* **Text segment**:
This can lead to asymmetric behavior when serializing and deserializing such structures!
The test cases (and comments in the test cases reflect this
Closing Remarks
I also fixed a faulty hex input test vector that I introduced myself, last year, if I pieced it together correctly (see here) and I amended the benchmarks. (see here).
Since the commits from here will be squashed anyways, I did not care for a clean history.
Full disclosure: This PR incorporates code from a draft generated by Junie (albeit an impressive draft that saved a day of work). This is not a dumb copypasta of AI-generated code. Even if it were already feature-complete It would still not yet be marked ready for review because we have yet to review everything internally. I also want to stress that "we" is not a euphemism. There will be at least two of us reviewing and discussing internally, almost certainly with additional input from other humans in the process of readying this PR.

* **Natural-language object grounding data**:
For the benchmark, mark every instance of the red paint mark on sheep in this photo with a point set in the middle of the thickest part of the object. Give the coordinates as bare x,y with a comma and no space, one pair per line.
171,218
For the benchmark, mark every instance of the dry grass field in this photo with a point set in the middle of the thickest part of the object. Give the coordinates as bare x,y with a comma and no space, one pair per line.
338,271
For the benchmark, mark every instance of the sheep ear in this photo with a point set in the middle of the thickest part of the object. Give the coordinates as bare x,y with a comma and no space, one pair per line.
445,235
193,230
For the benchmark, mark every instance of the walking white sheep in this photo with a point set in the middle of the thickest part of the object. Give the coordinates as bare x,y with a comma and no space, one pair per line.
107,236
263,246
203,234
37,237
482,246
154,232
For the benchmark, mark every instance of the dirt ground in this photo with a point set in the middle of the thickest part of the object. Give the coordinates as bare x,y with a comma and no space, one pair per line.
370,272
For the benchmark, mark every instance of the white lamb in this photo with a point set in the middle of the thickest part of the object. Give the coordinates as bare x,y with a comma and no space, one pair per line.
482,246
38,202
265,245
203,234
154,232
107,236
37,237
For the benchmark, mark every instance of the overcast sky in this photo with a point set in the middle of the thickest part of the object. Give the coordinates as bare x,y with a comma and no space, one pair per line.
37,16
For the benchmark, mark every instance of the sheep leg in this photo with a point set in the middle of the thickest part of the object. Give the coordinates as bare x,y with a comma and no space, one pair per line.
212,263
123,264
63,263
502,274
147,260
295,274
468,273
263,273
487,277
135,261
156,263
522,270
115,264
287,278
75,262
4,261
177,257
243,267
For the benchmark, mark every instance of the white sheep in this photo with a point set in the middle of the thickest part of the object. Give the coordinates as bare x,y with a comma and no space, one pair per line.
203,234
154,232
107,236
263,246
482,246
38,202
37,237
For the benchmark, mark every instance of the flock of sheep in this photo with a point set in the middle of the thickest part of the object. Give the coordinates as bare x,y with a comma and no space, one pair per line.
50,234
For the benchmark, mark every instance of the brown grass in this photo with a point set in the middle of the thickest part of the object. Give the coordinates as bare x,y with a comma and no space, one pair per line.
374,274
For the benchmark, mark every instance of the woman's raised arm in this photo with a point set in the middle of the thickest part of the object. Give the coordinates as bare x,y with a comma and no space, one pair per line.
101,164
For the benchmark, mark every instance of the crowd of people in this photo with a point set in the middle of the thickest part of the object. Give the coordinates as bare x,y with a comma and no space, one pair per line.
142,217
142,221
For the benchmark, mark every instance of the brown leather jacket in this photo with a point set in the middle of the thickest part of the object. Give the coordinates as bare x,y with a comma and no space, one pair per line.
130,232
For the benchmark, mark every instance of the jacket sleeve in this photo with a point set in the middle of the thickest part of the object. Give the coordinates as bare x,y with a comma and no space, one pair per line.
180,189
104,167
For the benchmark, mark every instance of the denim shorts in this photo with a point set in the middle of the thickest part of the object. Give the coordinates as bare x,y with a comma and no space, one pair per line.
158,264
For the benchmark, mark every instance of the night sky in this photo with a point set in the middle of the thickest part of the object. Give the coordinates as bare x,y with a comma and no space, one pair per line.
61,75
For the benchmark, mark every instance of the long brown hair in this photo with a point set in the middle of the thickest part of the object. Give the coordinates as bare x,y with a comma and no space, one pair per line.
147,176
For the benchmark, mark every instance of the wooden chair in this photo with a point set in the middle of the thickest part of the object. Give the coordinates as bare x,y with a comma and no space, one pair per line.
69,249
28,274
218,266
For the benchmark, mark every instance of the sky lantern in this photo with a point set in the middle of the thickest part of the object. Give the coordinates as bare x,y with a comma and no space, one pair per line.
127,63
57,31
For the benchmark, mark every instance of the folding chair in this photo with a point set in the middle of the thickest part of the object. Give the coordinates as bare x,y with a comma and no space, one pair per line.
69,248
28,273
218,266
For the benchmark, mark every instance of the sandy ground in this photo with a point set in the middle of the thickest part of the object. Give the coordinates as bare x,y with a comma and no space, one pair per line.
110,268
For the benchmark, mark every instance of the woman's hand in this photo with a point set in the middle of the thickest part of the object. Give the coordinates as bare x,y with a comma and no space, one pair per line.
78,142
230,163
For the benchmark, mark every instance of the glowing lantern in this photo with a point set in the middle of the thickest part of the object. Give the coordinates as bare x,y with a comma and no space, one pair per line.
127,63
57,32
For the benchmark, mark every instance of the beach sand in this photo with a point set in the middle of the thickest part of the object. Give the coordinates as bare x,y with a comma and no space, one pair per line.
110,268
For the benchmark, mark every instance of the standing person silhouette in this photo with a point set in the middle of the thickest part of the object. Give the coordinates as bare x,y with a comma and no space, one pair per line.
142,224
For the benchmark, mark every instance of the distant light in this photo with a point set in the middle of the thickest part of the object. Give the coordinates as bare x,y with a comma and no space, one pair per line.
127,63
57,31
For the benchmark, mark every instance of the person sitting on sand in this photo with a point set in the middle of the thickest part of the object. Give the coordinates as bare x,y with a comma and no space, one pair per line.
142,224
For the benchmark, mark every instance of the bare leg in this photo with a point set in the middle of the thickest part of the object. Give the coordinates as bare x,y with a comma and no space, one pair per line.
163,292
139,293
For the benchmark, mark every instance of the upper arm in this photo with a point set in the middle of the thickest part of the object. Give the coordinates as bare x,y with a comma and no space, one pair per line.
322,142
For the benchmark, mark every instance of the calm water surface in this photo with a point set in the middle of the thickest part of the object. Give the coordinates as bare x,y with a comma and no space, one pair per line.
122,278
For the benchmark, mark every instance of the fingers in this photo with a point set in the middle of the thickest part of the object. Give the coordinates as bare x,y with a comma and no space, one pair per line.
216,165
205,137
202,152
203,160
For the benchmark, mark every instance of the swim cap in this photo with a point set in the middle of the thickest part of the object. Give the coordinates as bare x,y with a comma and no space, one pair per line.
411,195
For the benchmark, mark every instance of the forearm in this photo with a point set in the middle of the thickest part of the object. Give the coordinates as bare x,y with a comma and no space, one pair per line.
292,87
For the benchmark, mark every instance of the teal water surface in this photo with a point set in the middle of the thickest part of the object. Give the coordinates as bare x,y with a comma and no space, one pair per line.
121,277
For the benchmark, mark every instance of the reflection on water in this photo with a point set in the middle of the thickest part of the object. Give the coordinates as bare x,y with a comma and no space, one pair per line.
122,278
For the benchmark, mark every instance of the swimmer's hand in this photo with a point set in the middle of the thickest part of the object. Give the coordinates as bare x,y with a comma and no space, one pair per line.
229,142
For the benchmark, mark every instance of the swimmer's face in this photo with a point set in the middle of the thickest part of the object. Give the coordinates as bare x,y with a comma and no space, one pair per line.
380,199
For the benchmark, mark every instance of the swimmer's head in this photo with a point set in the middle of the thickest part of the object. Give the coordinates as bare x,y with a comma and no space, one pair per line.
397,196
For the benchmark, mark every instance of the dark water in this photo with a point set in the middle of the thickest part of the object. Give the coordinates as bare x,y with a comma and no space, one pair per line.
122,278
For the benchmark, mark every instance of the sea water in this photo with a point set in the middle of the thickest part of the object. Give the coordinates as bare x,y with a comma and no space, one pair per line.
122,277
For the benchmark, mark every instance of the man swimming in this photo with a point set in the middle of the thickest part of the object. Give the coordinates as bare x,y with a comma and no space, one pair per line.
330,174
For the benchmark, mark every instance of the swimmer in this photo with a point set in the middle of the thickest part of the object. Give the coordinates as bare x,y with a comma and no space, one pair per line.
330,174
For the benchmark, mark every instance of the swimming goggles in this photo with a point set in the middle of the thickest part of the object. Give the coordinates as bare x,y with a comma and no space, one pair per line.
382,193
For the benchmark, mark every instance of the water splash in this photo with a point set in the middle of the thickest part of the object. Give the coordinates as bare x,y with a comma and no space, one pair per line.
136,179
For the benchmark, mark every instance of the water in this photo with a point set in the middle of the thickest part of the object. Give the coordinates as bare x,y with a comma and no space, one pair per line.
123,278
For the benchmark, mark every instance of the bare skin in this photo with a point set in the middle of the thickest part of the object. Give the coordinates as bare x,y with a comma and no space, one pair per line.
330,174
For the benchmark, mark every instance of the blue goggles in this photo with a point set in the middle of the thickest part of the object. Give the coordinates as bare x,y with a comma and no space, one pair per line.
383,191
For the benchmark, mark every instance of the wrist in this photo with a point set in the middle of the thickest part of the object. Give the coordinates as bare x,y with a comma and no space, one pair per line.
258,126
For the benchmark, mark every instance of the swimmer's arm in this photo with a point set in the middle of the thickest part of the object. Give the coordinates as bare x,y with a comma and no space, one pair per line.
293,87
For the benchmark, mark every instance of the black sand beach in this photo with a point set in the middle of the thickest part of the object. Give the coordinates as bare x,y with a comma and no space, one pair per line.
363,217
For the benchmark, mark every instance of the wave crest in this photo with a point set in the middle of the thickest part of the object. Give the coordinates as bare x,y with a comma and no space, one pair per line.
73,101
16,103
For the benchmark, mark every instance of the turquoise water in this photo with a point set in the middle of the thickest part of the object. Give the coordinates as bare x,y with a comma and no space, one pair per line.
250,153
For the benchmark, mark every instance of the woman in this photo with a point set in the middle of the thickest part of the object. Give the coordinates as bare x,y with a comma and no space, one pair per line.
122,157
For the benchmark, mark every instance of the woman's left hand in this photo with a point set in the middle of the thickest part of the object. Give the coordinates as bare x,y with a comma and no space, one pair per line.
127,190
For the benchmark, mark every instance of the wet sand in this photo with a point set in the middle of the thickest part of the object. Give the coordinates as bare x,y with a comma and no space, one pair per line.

* **What is being asked**: Please decide whether each statement agrees with the pull request notes, answering yes or no and quoting the words from the notes that settle it: (a) the pull request uses code from a draft generated by Junie; (b) the pull request is already marked ready for review; (c) the author kept the commit history clean. The listing plays no part in this.

* **Written reply**:
(a) Yes: "This PR incorporates code from a draft generated by Junie"
(b) No: "It would still not yet be marked ready for review"
(c) No: "I did not care for a clean history."